*Passage shown*
______
For more information on Ubuntu Cloud Images, please refer to:

Installation

You can install Downburst like any other Python package, but it also comes with a convenient bootstrap script that sets it up in a virtual environment under the source directory. Just run:

git clone https://github.com/ceph/downburst.git
cd downburst
./bootstrap

And from there on, use:

./virtualenv/bin/downburst ARGS..

You can also symlink that to e.g. ~/bin/.

Usage

You need to give a unique name to your vm. This will become the hostname of the vm, and the libvirt domain name. Run:

downburst -c URI create NAME

If this tool is not being run on a machine on the test cluster used by the Red Hat Ceph development and quality assurance teams, then you should pass the --nokey option to not install the default ssh key to the created guest's authorized_hosts file.
______
*Problem to work on*
According to the Downburst instructions, what does the unique name given to a vm become? The rows are separate material, unrelated to the Downburst instructions.
______
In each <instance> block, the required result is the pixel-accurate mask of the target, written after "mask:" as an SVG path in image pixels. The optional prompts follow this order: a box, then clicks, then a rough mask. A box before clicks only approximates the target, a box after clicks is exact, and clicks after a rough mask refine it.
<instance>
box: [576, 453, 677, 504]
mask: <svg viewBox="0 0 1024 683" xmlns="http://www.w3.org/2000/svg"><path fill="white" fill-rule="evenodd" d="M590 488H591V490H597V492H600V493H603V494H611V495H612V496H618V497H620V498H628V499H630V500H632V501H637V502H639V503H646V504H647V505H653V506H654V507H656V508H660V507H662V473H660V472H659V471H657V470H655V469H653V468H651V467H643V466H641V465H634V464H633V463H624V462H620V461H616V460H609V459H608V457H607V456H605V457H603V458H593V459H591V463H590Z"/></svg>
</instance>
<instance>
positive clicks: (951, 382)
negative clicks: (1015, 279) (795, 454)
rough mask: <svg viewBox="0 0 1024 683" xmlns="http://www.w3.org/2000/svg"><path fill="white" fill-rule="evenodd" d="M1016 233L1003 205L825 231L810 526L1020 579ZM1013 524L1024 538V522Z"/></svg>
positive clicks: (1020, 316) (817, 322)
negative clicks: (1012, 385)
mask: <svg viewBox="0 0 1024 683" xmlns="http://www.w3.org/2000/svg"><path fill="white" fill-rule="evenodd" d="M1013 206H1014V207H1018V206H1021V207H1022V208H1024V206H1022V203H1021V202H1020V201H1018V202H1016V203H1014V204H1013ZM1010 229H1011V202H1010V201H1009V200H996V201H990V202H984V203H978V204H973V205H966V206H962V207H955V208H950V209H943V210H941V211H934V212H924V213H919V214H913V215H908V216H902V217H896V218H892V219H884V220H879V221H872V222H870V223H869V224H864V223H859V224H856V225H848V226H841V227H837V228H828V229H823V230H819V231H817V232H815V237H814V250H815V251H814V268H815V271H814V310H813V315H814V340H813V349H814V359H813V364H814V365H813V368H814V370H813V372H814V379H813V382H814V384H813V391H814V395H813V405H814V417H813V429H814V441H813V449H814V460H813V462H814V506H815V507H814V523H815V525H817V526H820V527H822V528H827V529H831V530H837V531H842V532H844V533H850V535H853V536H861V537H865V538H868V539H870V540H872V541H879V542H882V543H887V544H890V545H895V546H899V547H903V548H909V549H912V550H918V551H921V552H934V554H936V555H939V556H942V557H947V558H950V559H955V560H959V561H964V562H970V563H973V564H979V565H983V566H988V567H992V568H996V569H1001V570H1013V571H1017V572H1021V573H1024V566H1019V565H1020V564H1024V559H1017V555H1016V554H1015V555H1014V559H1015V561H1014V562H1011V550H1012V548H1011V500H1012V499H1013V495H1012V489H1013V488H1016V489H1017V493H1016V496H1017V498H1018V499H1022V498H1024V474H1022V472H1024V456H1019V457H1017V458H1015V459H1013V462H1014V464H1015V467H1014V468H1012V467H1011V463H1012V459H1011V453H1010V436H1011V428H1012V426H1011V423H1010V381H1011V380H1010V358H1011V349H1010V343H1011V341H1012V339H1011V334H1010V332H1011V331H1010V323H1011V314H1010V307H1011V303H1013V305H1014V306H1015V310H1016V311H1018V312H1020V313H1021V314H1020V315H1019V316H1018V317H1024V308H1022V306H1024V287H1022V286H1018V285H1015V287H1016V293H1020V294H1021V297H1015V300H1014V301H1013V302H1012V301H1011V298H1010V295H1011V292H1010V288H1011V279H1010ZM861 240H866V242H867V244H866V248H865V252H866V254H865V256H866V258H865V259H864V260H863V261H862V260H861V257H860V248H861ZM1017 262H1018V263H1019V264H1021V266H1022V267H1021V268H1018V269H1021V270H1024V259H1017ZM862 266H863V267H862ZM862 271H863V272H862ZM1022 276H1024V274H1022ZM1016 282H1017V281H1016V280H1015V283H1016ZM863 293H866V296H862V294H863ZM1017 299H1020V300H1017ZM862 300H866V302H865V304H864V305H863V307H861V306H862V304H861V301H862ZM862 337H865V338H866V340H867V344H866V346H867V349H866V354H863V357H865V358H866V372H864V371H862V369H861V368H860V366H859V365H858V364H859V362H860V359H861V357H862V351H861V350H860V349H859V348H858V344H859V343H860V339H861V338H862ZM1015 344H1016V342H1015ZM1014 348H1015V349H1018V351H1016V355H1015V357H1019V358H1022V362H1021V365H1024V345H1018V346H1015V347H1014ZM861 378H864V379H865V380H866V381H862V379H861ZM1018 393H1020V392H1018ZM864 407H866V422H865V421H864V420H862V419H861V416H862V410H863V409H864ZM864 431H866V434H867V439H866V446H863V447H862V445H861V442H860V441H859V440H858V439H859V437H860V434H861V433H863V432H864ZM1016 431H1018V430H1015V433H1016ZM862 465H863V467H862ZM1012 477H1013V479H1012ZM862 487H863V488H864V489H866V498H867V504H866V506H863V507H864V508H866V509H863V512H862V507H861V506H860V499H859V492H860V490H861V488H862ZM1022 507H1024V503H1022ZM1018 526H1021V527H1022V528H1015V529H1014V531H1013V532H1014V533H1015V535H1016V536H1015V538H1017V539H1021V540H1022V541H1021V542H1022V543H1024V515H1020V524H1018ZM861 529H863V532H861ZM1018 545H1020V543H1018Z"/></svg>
______
*Reply*
It becomes the hostname of the vm and the libvirt domain name.